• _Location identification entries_

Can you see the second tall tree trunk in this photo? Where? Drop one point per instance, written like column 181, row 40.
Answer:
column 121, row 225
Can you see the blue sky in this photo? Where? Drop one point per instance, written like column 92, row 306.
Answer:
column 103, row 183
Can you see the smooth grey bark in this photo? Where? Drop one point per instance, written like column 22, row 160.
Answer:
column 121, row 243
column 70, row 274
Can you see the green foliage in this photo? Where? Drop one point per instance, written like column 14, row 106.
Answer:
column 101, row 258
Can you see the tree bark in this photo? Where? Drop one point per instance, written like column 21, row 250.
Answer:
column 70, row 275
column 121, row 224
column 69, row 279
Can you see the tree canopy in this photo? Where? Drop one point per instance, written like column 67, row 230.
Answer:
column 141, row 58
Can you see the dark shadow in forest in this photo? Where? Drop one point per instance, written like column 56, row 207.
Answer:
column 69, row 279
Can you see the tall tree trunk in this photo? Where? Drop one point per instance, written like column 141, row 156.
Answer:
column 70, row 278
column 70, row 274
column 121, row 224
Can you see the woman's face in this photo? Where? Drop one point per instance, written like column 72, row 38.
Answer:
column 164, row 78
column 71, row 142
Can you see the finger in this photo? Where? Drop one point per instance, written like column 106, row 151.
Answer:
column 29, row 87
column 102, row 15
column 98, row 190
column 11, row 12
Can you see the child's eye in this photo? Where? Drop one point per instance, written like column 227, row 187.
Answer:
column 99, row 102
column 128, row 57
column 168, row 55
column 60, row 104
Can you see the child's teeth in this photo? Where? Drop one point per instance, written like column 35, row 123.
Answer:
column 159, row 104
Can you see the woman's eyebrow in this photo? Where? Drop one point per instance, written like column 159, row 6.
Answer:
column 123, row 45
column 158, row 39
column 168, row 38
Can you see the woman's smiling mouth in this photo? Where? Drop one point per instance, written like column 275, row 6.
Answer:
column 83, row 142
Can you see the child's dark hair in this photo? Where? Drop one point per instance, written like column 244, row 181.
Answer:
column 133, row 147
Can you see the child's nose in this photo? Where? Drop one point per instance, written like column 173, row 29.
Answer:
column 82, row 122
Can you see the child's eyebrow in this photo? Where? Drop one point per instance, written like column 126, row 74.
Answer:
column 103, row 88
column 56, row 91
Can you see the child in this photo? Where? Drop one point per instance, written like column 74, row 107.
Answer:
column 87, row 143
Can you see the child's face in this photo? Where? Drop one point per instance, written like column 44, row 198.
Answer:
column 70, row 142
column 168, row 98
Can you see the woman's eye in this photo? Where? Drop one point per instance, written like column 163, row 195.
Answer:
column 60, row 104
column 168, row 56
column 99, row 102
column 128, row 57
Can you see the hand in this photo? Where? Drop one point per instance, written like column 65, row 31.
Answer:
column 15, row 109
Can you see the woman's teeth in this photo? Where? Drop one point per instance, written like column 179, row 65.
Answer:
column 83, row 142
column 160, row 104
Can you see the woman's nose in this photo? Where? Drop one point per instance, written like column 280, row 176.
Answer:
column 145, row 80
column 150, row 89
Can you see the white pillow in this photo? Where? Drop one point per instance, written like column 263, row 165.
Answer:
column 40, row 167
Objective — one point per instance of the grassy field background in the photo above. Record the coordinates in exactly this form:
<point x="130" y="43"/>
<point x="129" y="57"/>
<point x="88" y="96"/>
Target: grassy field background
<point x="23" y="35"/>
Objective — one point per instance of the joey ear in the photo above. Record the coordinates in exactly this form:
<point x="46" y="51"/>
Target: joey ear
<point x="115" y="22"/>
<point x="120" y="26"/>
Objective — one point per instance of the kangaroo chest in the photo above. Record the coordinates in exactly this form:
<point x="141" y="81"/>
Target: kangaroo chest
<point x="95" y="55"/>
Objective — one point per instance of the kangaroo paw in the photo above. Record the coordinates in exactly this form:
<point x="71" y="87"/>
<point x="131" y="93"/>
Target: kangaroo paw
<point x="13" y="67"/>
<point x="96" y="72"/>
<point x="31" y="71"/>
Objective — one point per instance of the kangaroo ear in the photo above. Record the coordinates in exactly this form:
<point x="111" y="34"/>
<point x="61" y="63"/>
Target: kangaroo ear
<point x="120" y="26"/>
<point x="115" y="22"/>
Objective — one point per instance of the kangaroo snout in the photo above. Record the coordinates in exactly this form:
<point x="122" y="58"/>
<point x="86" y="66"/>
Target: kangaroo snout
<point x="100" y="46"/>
---
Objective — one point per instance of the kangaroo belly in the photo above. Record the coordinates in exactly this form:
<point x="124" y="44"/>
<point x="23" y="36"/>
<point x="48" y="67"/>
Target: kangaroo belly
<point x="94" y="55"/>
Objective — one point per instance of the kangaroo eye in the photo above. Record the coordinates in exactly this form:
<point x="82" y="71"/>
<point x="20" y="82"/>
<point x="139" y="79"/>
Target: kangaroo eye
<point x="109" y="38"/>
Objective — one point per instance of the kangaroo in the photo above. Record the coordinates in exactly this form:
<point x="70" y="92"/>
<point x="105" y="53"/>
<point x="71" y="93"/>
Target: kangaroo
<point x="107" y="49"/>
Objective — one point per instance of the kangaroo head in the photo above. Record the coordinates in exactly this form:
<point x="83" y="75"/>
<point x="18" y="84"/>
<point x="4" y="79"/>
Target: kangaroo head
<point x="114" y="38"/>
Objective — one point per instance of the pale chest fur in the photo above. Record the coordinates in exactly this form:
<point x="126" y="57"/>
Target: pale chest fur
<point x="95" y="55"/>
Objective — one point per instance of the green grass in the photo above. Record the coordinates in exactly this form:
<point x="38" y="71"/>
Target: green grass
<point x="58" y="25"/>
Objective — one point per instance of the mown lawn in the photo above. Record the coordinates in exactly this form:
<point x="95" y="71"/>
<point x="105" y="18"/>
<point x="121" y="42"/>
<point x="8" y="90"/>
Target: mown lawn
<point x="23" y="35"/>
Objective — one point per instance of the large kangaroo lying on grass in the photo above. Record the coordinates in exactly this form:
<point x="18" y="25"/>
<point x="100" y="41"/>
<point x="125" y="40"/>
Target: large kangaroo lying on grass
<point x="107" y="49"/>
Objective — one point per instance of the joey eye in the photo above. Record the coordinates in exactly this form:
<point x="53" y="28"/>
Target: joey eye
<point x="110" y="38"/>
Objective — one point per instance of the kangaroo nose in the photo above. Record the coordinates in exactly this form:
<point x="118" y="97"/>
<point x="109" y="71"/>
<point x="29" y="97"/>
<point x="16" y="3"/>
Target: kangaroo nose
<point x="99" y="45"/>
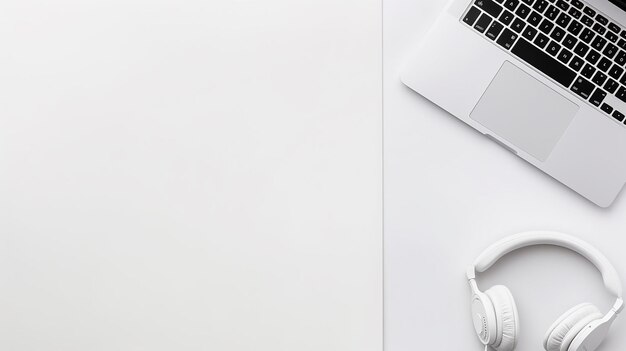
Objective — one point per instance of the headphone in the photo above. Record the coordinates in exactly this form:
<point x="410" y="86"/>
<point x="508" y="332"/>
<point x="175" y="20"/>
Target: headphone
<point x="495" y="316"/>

• _What to do_
Copy the lines of the rows above, starting with the line that contains "Can you see the child's nose" and going on through the line that contains "column 87, row 143". Reproduce them word for word, with both of those lines included.

• _Response to the task_
Can you see the child's nose in this photo? Where? Drop one point per instance, written like column 173, row 29.
Answer:
column 82, row 122
Can you see the child's eyebrow in this photo? Where? Drop one point per instance, written like column 126, row 74.
Answer:
column 103, row 88
column 56, row 91
Can you see the child in this photo? Where? Drop one point per instance, written like column 74, row 107.
Answer:
column 87, row 143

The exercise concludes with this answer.